[Stored data]
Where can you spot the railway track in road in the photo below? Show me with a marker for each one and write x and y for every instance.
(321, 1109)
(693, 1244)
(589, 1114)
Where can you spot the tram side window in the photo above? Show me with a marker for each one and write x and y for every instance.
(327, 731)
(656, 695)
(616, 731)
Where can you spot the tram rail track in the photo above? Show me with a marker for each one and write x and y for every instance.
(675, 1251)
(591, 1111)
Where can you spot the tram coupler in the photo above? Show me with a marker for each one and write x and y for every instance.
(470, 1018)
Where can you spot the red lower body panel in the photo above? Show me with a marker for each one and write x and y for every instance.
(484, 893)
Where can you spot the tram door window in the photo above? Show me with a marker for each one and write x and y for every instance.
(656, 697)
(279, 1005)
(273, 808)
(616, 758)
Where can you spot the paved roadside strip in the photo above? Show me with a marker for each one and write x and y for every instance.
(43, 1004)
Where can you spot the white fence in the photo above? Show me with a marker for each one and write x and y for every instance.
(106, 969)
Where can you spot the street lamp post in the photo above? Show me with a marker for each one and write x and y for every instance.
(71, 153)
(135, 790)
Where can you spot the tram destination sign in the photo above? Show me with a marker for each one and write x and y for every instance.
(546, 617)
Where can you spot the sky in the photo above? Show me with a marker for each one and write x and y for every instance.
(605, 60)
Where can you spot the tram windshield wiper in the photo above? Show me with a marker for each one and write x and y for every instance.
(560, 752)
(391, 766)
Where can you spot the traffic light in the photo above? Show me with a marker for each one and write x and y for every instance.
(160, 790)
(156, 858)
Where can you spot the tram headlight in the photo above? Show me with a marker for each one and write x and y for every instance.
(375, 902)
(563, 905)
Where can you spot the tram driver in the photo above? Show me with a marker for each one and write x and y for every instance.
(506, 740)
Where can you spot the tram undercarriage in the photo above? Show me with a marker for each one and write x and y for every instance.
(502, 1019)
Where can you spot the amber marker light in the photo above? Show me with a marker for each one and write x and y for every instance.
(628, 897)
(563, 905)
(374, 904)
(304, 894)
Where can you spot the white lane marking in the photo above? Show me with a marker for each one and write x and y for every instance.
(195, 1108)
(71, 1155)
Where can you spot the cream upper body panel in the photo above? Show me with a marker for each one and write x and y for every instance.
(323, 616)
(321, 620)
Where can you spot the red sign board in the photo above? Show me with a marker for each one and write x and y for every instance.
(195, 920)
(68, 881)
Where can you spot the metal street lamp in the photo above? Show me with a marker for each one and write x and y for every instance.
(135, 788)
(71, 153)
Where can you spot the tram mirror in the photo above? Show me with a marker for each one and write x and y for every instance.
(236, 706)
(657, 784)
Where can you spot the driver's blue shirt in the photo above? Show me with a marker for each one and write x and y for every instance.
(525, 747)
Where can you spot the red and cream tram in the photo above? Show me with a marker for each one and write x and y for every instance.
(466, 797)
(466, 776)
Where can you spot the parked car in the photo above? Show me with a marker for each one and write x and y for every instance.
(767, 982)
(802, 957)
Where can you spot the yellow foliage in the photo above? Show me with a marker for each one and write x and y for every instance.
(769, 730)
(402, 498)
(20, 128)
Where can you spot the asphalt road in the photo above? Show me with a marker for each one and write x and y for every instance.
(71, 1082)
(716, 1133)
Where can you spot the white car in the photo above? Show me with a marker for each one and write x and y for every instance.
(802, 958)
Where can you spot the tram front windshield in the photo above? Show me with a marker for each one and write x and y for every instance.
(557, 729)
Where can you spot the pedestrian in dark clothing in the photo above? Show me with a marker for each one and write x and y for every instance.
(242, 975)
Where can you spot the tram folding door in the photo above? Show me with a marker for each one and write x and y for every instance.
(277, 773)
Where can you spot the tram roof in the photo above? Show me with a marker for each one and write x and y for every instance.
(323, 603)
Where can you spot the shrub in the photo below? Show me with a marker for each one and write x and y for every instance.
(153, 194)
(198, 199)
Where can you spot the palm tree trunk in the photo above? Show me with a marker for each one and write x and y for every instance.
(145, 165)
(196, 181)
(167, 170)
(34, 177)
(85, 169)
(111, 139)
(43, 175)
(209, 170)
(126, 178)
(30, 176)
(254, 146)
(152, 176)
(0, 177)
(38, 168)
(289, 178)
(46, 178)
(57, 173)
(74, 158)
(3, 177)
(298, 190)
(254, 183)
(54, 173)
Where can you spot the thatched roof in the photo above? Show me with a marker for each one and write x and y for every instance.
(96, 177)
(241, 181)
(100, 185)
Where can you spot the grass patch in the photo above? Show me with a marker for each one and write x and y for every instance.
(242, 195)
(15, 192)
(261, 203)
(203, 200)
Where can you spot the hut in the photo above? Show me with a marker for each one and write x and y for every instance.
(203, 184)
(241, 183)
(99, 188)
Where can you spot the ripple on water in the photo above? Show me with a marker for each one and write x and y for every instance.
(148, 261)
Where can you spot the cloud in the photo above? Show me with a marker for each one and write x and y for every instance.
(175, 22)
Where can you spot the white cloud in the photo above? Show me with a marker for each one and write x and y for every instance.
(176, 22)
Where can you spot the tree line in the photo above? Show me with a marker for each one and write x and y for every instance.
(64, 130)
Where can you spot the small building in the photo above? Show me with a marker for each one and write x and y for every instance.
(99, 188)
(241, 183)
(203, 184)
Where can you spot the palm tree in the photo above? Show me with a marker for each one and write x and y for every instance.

### Problem to solve:
Rewrite the lines from the one containing "Where can you spot the grass" through the end of the entries, swapping "marker" for "pin" and leaving everything else unchanged.

### Problem solution:
Where can you spot the grass patch in the photo above? Show me with a pin for each one and write x and y for every instance.
(242, 195)
(15, 192)
(261, 203)
(203, 200)
Where can you spot the hut in the photo above? Show me with a pin for each one and write x and y for every instance.
(203, 184)
(241, 183)
(99, 188)
Where can you spot the ripple on water in the photo above? Show me with a pin for each one and write x and y for every instance.
(148, 261)
Where can you spot the cloud in the photo above? Show me with a pin for each one and write x and y for every instance.
(175, 22)
Where can you spot the white cloud in the photo above? Show me with a pin for each one and write x and y for every instance.
(176, 22)
Where can you spot the tree line in the photo above? Show me with a pin for each one and write x and y for every instance.
(64, 130)
Where can you spot the small building in the photo above? Show me with a pin for each one and write x and y for every instance.
(99, 188)
(241, 183)
(203, 184)
Where can you spot the palm tree in the photo above? Show me with a pin for each one and write x and y for every instance.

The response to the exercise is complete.